Ainda esclarece Fabio Ulhôa Coelho3: “O contrato bancário pode ou não se sujeitar ao Código de Defesa do Consumidor, dependendo da natureza do vinculo obrigacional subjacente. O mútuo, por exemplo, será mercantil se o mutuário for exercente de atividade econômica, e os recursos obtidos a partir dele forem empregados na empresa. E será mútuo ao consumidor se o mutuário utilizar-se dos recursos emprestados para finalidades particulares, como destinatário final. No desenvolvimento das operações atípicas, isto é, não relacionadas especificamente com o conceito de atividade bancária, como cobrança de títulos e recebimentos de tarifas e impostos, o banco age como prestador de serviços não somente para o cliente credor, mas direcionado a todos que procuram a agência simplesmente para realizar o pagamento. Em relação às operações típicas, como aceitação de dinheiro em depósito, concessão de empréstimo bancário, aplicação financeira e outras, o banco presta serviço a clientes seus, podendo classificá-lo (de acordo com conceitos próprios da atividade bancária, como o da reciprocidade) para fins de liberar tratamento preferencial ou atendimento especial a certas categorias de consumidores.”

 

É necessário ressaltar, ainda, o entendimento de José Reinaldo da Lima Lopes4: “É fora de dúvida que os serviços financeiros, bancários e securitários encontram-se sob as regras do Código de Defesa do Consumidor. Não só existe disposição expressa na Lei nº 8.078/90 (clique aqui) sobre o assunto (art.3º, § 2º), como a história da defesa do consumidor o confirma, quando verificamos que a proteção aos tomadores de crédito ao consumo foi das primeiras a ser criada. De outro lado, nas relações das instituições financeiras com seus ‘clientes’ podem-se ver duas categorias de agentes: os tomadores de empréstimos (mutuários) e os investidores (depositante)”.

══════════════════════════════

# [Instrução escrita A]
Edite as linhas dos blocos, da linha com "label the stair step, a point per instance." até a linha com "(1013, 242)", inclusive, trocando "snow chunk" por "ice block" e mantendo todo o resto igual.
O trecho e as linhas dos blocos não têm relação entre si.

# [Entradas listadas]

══════════════════════════════

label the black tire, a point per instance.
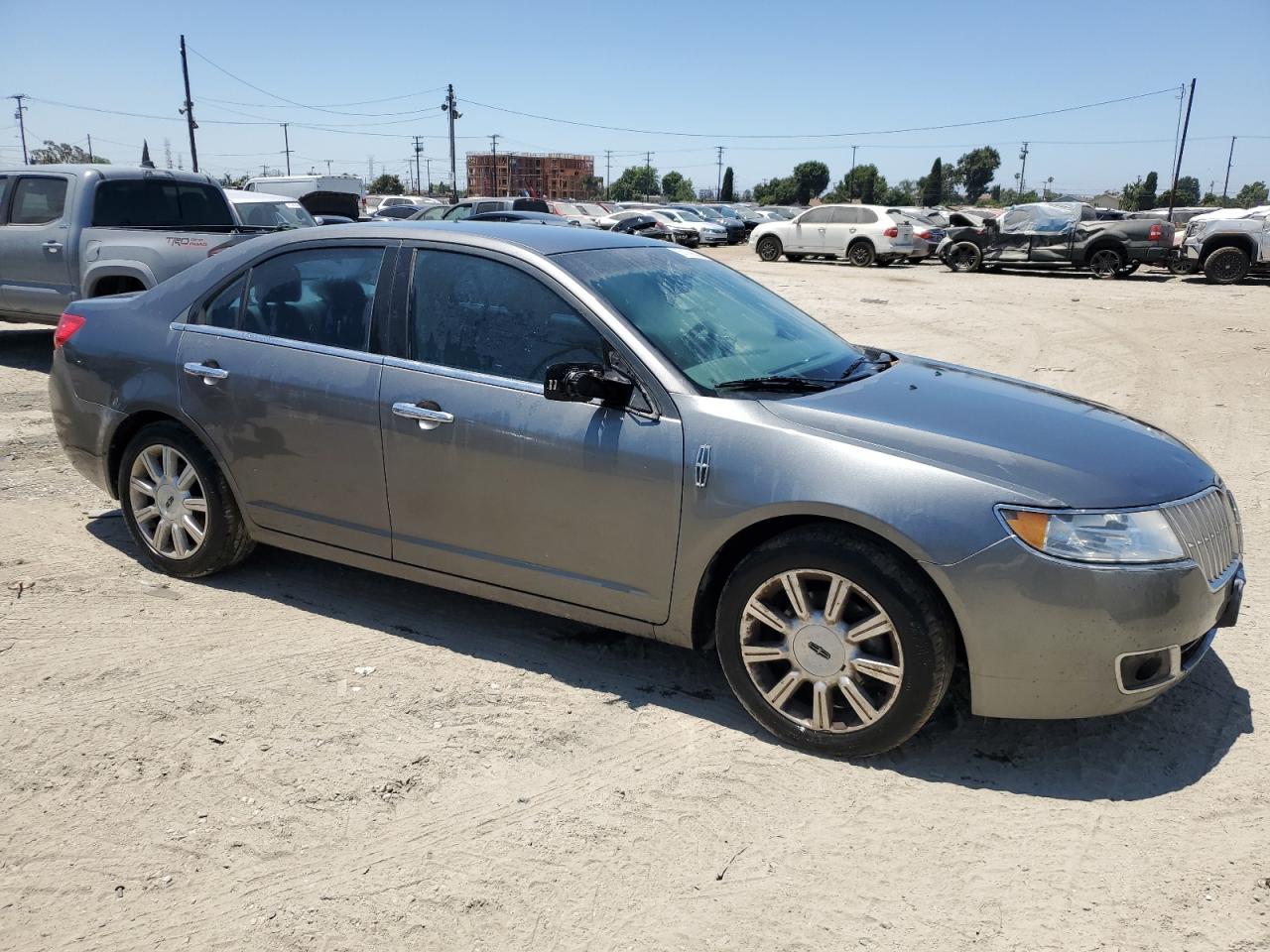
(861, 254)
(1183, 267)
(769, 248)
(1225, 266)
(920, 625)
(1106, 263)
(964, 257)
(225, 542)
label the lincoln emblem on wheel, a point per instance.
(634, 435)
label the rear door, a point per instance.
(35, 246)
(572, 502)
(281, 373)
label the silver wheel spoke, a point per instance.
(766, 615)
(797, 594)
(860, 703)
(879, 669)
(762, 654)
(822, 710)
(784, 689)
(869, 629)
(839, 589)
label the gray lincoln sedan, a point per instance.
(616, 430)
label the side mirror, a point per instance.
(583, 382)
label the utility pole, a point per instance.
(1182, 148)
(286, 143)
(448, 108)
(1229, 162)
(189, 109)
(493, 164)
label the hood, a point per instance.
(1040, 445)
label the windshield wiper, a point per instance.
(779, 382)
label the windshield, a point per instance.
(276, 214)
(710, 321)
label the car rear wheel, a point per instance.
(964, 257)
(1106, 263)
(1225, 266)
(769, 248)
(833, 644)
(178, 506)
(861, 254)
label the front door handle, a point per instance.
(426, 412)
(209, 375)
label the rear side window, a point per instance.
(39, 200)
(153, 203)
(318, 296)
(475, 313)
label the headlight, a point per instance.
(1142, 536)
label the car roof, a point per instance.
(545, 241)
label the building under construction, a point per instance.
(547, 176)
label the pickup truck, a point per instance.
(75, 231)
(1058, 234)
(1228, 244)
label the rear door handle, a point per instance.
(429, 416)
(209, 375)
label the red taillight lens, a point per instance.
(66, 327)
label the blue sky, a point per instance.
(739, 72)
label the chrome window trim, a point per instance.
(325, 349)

══════════════════════════════

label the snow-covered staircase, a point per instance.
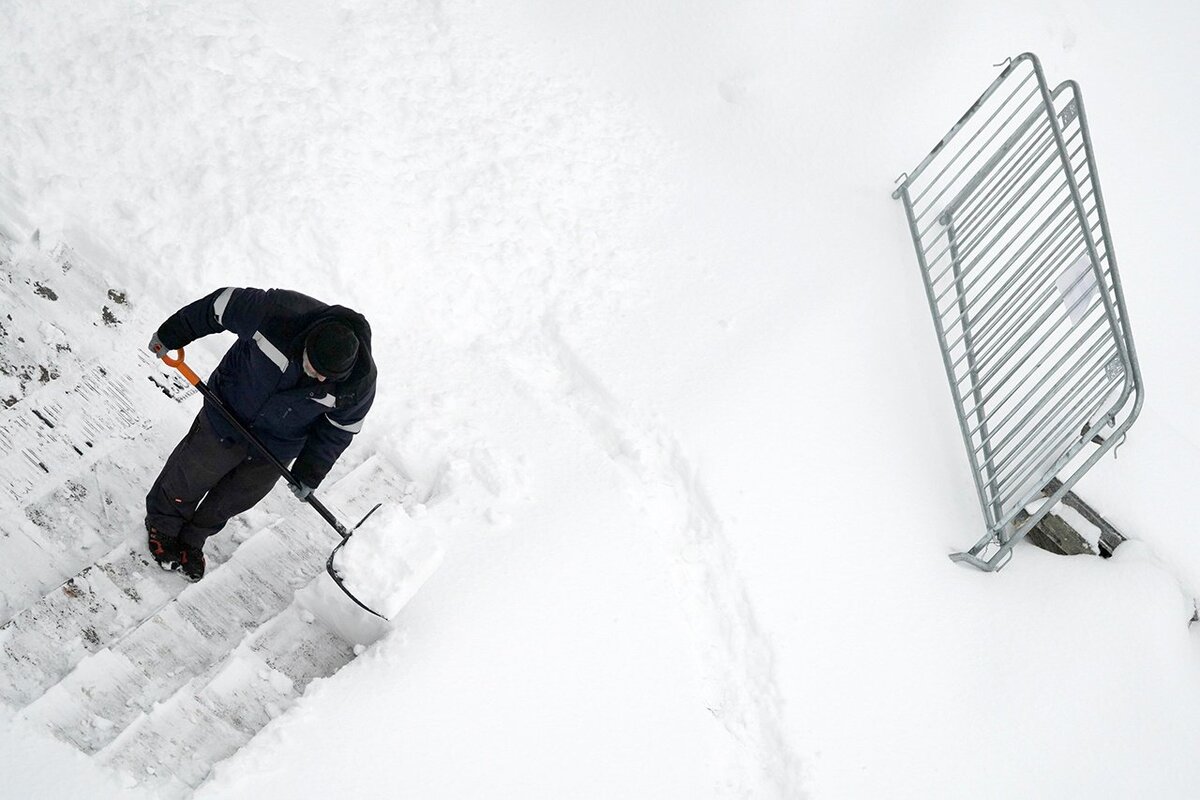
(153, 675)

══════════════════════════════

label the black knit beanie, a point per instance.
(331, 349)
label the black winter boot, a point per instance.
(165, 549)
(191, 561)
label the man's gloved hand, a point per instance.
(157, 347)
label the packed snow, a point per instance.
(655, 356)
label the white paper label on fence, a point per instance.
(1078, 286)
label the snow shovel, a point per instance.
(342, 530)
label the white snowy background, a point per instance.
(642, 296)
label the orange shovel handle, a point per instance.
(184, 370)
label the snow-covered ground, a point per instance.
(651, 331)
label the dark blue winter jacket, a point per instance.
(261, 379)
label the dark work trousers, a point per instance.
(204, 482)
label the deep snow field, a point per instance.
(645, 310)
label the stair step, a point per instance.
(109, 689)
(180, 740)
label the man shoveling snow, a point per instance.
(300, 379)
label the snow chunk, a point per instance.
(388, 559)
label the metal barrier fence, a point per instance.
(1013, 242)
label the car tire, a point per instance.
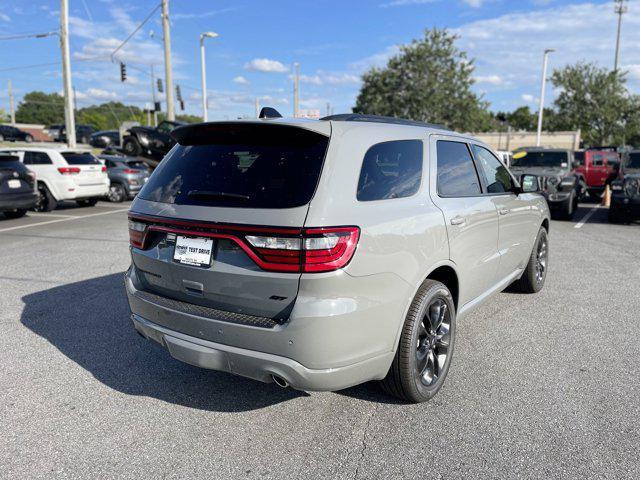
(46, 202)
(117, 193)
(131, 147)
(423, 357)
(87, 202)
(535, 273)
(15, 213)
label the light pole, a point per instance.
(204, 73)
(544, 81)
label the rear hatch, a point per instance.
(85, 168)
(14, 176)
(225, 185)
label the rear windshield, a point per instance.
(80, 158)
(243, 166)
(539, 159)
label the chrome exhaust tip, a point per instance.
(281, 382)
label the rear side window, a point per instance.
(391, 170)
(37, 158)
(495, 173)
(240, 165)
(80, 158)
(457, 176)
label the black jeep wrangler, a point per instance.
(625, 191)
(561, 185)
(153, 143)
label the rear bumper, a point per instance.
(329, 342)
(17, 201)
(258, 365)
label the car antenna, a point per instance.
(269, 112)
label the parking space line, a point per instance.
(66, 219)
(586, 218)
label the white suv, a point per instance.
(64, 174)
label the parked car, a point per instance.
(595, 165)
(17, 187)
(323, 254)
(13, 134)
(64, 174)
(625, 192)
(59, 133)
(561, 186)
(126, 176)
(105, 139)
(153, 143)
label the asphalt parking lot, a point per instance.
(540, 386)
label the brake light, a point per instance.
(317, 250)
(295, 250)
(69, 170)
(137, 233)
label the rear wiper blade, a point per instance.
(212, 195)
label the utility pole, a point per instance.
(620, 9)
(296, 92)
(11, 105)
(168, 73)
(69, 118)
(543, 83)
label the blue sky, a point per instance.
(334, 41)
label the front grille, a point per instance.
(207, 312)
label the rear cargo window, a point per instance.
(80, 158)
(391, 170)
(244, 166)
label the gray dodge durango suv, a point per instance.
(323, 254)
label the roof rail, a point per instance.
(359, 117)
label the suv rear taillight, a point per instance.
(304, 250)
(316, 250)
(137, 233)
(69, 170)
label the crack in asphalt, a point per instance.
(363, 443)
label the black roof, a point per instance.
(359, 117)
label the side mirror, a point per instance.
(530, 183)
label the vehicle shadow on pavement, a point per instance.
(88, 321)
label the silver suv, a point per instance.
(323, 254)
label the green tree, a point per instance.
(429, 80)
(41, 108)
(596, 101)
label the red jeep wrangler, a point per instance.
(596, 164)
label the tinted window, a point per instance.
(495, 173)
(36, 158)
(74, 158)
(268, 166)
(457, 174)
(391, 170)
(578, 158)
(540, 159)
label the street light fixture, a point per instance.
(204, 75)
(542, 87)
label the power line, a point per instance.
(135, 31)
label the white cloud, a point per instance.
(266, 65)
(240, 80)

══════════════════════════════

# [Instrução escrita B]
Segundo o trecho, em que caso o mútuo será mercantil?

# [Resultado do exercício A]
label the stair step, a point per instance.
(109, 689)
(180, 740)
label the man shoveling snow, a point per instance.
(300, 379)
label the ice block, a point per instance.
(388, 559)
label the metal barrier fence, a point per instance.
(1013, 242)

# [Resultado do exercício B]
Quando o mutuário for exercente de atividade econômica e os recursos obtidos a partir dele forem empregados na empresa.